The primary motivation for rejection sampling arises in scenarios where the target density f(x) is known only up to an unknown normalizing constant, such as in Bayesian posterior distributions or complex probabilistic models, rendering methods like inverse transform sampling impractical because they require evaluating and inverting the cumulative distribution function. In contrast, rejection sampling only necessitates pointwise evaluations of the unnormalized f(x) and g(x), allowing it to handle distributions that are difficult or impossible to sample directly. This is particularly valuable in Monte Carlo applications, where i.i.d. samples are essential for unbiased estimation of integrals, expectations, or probabilities via the law of large numbers.
At a high level, the technique constructs a bounding "envelope" around the target density using scaled versions of the proposal distribution, ensuring that proposals falling under the target curve are retained while others are discarded. Developed by John von Neumann in the context of early Monte Carlo simulations for physics problems, it provides an exact sampling mechanism without approximation, though efficiency depends on the choice of proposal.[10]
Mathematical Foundations
Target and Proposal Distributions
In rejection sampling, the target distribution refers to the desired probability distribution from which independent samples are to be generated. It is typically defined by an unnormalized density function f(\mathbf{x}), which is proportional to the true probability density function p(\mathbf{x}) = f(\mathbf{x}) / Z, where Z = \int f(\mathbf{x}) \, d\mathbf{x} is an unknown normalizing constant that often cannot be computed analytically. This setup is particularly useful in contexts such as Bayesian inference, where the target arises as a posterior distribution with an intractable normalization factor.[11]
The proposal distribution, denoted by density g(\mathbf{x}), serves as an auxiliary distribution that is easy to sample from directly, such as standard uniforms, normals, or exponentials. A key requirement is that it forms an envelope for the target, satisfying the inequality
f(\mathbf{x}) \leq M g(\mathbf{x})

■ RECORDED DATA
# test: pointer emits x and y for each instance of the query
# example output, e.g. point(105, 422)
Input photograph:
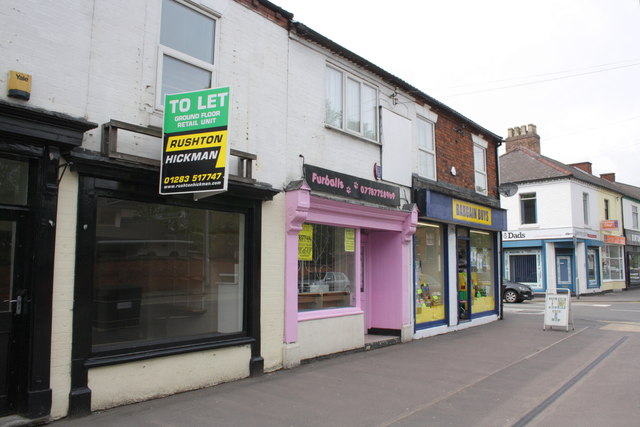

■ WHAT YOU ARE ASKED TO DO
Reproduce the passage of the rejection sampling text starting with "The primary motivation" and going on through "of large numbers.".

■ SOLUTION FOR THIS EXERCISE
The primary motivation for rejection sampling arises in scenarios where the target density f(x) is known only up to an unknown normalizing constant, such as in Bayesian posterior distributions or complex probabilistic models, rendering methods like inverse transform sampling impractical because they require evaluating and inverting the cumulative distribution function. In contrast, rejection sampling only necessitates pointwise evaluations of the unnormalized f(x) and g(x), allowing it to handle distributions that are difficult or impossible to sample directly. This is particularly valuable in Monte Carlo applications, where i.i.d. samples are essential for unbiased estimation of integrals, expectations, or probabilities via the law of large numbers.